AIM OF THE TASK:
Write each line out again exactly as written.

(Object location annotation data)
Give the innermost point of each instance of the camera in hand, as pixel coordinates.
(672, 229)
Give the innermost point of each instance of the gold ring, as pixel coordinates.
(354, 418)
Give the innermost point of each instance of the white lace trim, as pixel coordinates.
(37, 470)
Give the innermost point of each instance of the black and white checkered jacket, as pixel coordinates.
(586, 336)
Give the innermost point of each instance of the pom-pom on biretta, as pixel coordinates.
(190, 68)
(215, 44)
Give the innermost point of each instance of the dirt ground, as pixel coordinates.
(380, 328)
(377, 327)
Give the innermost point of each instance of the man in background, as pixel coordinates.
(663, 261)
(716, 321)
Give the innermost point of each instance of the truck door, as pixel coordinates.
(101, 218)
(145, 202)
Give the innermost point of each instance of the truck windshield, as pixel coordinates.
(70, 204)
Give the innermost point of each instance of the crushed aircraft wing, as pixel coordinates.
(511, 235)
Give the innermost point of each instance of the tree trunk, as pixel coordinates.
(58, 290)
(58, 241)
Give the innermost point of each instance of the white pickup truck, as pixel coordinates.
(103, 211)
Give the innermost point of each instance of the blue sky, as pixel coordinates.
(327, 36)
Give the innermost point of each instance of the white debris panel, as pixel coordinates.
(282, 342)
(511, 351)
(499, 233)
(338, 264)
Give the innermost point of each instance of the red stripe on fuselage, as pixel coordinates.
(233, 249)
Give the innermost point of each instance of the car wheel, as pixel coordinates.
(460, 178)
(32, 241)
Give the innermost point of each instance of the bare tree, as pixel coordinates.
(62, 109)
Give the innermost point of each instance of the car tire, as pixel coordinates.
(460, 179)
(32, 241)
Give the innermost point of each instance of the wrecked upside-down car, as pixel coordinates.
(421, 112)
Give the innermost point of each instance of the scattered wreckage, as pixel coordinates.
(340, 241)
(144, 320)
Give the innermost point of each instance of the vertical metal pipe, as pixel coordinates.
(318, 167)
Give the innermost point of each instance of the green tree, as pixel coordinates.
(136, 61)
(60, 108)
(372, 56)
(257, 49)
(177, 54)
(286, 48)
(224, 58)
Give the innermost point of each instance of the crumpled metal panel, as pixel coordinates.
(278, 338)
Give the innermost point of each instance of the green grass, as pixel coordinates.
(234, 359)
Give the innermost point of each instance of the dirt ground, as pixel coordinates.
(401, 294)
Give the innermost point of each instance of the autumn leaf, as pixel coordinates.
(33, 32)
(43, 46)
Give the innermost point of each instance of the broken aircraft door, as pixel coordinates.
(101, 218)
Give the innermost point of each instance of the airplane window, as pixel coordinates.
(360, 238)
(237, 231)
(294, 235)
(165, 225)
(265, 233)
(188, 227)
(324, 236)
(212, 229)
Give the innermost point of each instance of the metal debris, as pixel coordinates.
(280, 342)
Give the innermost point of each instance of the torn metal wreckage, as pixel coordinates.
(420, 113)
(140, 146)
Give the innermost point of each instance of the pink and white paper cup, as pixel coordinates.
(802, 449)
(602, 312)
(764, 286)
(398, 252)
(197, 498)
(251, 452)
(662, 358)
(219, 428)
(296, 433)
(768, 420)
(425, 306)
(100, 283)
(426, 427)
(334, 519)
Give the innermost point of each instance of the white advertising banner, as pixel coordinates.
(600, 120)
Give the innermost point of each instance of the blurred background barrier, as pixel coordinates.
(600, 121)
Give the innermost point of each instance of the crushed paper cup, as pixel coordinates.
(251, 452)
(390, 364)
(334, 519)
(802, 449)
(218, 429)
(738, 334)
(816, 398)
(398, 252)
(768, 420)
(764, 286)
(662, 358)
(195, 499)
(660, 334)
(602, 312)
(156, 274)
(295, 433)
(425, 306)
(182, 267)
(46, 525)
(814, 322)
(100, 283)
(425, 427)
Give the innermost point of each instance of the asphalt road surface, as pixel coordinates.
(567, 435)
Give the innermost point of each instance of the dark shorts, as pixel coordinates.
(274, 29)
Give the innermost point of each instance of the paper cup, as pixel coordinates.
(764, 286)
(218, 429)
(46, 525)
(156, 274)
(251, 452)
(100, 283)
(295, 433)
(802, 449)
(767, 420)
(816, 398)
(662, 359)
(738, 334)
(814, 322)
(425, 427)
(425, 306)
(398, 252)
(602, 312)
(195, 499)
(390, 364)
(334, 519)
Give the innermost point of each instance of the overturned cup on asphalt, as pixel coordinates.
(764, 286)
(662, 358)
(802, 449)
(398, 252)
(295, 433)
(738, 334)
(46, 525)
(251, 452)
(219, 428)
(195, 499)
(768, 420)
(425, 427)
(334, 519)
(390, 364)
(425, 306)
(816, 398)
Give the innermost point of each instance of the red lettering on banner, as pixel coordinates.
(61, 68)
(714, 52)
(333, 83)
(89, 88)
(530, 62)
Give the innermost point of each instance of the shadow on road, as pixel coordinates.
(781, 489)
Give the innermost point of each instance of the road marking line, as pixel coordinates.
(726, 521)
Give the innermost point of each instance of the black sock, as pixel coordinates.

SOLVED PROBLEM:
Give the innermost point of each instance of the camera in hand, as pixel coordinates.
(672, 229)
Give the innermost point of each instance of the gold ring, as pixel coordinates.
(354, 418)
Give the innermost point of each instance of the white lace trim, as pixel coordinates.
(37, 470)
Give the innermost point of each instance of the black and white checkered jacket, as pixel coordinates.
(586, 336)
Give the innermost point of each instance of the pom-pom on biretta, as pixel coordinates.
(190, 68)
(215, 44)
Give the innermost point of each instance of the dirt ground, as pixel coordinates.
(380, 328)
(377, 327)
Give the innermost point of each instance of the man in background, as pixel coordinates.
(663, 261)
(716, 321)
Give the innermost point of each instance of the truck door, as pixel coordinates.
(101, 218)
(145, 202)
Give the innermost point of each instance of the truck windshield, as pixel coordinates.
(70, 204)
Give the innermost point of each instance of the crushed aircraft wing, as pixel coordinates.
(511, 235)
Give the innermost point of each instance of the tree trunk, as pixel coordinates.
(58, 290)
(58, 241)
Give the innermost point of each instance of the white pickup truck, as pixel coordinates.
(103, 211)
Give the innermost point of each instance of the blue sky, as pixel coordinates.
(327, 36)
Give the innermost point of each instance of the white debris panel, as pixel coordinates.
(282, 342)
(511, 351)
(499, 233)
(338, 264)
Give the innermost point of each instance of the red stripe on fuselage, as pixel coordinates.
(233, 249)
Give the innermost point of each instance of the car wheel, as pixel coordinates.
(460, 178)
(32, 241)
Give the innermost point of each instance of the bare tree, as pixel coordinates.
(62, 109)
Give the innermost point of each instance of the car tire, as pixel coordinates.
(460, 179)
(32, 241)
Give the innermost point of each instance of the wrecked upside-down car, as pixel coordinates.
(421, 112)
Give the innermost point of each instance of the scattered wreckage, as pixel coordinates.
(340, 241)
(144, 320)
Give the innermost point of each instance of the vertical metal pipe, as pixel coordinates.
(318, 167)
Give the innermost point of each instance of the green tree, as pixel coordinates.
(136, 61)
(60, 108)
(372, 56)
(257, 49)
(177, 54)
(286, 48)
(224, 58)
Give the innermost point of each instance of the crumpled metal panel, as pixel coordinates.
(278, 338)
Give the innermost point of each instance of the green grass, as pixel coordinates.
(234, 359)
Give the innermost point of each instance of the dirt ground, as pixel coordinates.
(401, 294)
Give the innermost point of each instance of the autumn leaf, as pixel coordinates.
(33, 32)
(43, 46)
Give the innermost point of each instance of the broken aircraft door, as pixel coordinates.
(101, 218)
Give the innermost point of each instance of the airplane window, as pixel coordinates.
(360, 238)
(237, 231)
(294, 235)
(165, 225)
(265, 233)
(188, 227)
(324, 236)
(212, 229)
Give the innermost point of each instance of the metal debris, as pixel coordinates.
(280, 342)
Give the innermost point of each instance of the torn metal wreckage, as pixel coordinates.
(420, 113)
(140, 146)
Give the innermost point of each instance of the pink and white paper cup, as pixel coordinates.
(802, 449)
(602, 312)
(764, 286)
(398, 252)
(197, 498)
(251, 452)
(662, 358)
(219, 428)
(296, 433)
(768, 420)
(425, 306)
(100, 283)
(426, 427)
(334, 519)
Give the innermost point of each instance of the white advertising banner, as pixel coordinates.
(600, 120)
Give the innermost point of each instance of the blurred background barrier, as pixel coordinates.
(600, 121)
Give the innermost point of each instance of the crushed paper cup, as pixel coordinates.
(251, 452)
(390, 364)
(334, 519)
(802, 449)
(218, 429)
(738, 334)
(816, 398)
(398, 252)
(768, 420)
(764, 286)
(662, 358)
(195, 499)
(660, 334)
(602, 312)
(156, 274)
(295, 433)
(425, 306)
(182, 267)
(46, 525)
(814, 322)
(100, 283)
(425, 427)
Give the innermost point of each instance of the asphalt road surface, as pixel coordinates.
(567, 435)
Give the innermost point of each instance of the dark shorts, as pixel coordinates.
(274, 29)
Give the innermost point of each instance of the paper cup, as pixel coordinates.
(764, 286)
(218, 429)
(46, 525)
(156, 274)
(251, 452)
(100, 283)
(295, 433)
(802, 449)
(767, 420)
(816, 398)
(662, 359)
(738, 334)
(814, 322)
(425, 427)
(425, 306)
(398, 252)
(602, 312)
(195, 499)
(390, 364)
(334, 519)
Give the innermost point of each instance of the overturned cup on asphalt, as pixel coordinates.
(764, 286)
(662, 358)
(802, 449)
(398, 252)
(295, 433)
(738, 334)
(46, 525)
(251, 452)
(219, 428)
(195, 499)
(768, 420)
(425, 427)
(334, 519)
(390, 364)
(425, 306)
(816, 398)
Give the innermost point of each instance of the red lettering on banner, as pixel coordinates.
(61, 68)
(714, 52)
(333, 83)
(89, 88)
(530, 62)
Give the innermost point of each instance of the shadow on road, as pixel coordinates.
(781, 489)
Give the innermost point of each instance of the road marking line, as pixel coordinates.
(726, 521)
Give the innermost point of each instance of the black sock, as pixel coordinates.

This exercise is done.